Shape annotation records:
--- start ---

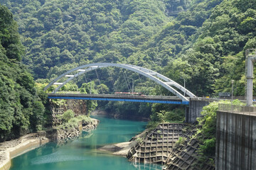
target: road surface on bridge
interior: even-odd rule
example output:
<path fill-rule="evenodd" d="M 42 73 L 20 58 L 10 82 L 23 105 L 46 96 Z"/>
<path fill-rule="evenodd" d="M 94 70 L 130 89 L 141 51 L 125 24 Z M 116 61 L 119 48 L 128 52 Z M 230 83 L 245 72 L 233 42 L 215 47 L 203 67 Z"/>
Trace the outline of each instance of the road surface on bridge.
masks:
<path fill-rule="evenodd" d="M 159 103 L 188 105 L 176 96 L 124 94 L 48 94 L 49 98 Z M 189 98 L 188 98 L 188 100 Z"/>

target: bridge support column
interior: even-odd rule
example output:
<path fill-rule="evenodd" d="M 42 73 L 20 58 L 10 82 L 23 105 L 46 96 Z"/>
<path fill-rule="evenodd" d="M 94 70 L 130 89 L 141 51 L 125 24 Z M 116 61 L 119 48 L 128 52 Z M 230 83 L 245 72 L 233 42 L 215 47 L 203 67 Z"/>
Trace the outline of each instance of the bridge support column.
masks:
<path fill-rule="evenodd" d="M 254 113 L 217 112 L 216 170 L 256 169 Z"/>
<path fill-rule="evenodd" d="M 203 107 L 208 104 L 209 101 L 191 98 L 189 107 L 186 108 L 186 122 L 190 123 L 195 123 L 197 118 L 201 117 L 201 113 Z"/>

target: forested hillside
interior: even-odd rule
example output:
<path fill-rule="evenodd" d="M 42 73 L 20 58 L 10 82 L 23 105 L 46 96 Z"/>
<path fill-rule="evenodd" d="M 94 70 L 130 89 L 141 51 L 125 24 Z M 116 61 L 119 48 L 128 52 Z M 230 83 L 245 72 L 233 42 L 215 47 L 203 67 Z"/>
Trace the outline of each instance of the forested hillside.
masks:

--- end ---

▶ [Stated task] Copy the records above word for word, without the pictures.

▶ [Exercise response]
target: road surface on bridge
interior: even-odd rule
example output:
<path fill-rule="evenodd" d="M 42 73 L 20 58 L 10 82 L 23 105 L 46 96 Z"/>
<path fill-rule="evenodd" d="M 94 70 L 130 89 L 141 51 L 125 24 Z M 116 61 L 119 48 L 128 52 Z M 230 83 L 245 72 L 233 42 L 215 47 L 203 67 Z"/>
Trace the outline of each instance of the road surface on bridge.
masks:
<path fill-rule="evenodd" d="M 159 103 L 188 105 L 176 96 L 124 94 L 48 94 L 49 98 Z M 189 98 L 188 98 L 188 100 Z"/>

target: bridge support column
interior: even-odd rule
example output:
<path fill-rule="evenodd" d="M 42 73 L 20 58 L 10 82 L 23 105 L 46 96 Z"/>
<path fill-rule="evenodd" d="M 94 70 L 130 89 L 141 51 L 125 24 Z M 116 61 L 119 48 L 128 52 Z M 230 83 L 245 72 L 233 42 L 215 47 L 203 67 Z"/>
Trace the outline of each instance of the bridge support column.
masks:
<path fill-rule="evenodd" d="M 254 113 L 217 112 L 216 170 L 256 169 Z"/>
<path fill-rule="evenodd" d="M 203 107 L 208 104 L 209 101 L 191 98 L 189 107 L 186 108 L 186 122 L 190 123 L 195 123 L 197 118 L 201 117 L 201 113 Z"/>

target: forested hillside
interior: even-odd rule
example output:
<path fill-rule="evenodd" d="M 42 73 L 20 58 L 10 82 L 23 105 L 46 96 Z"/>
<path fill-rule="evenodd" d="M 94 70 L 130 89 L 141 51 L 125 24 Z M 116 61 L 119 48 L 128 52 Z M 230 83 L 245 72 L 233 42 L 215 47 L 203 67 Z"/>
Trace the outline of each instance of the forested hillside.
masks:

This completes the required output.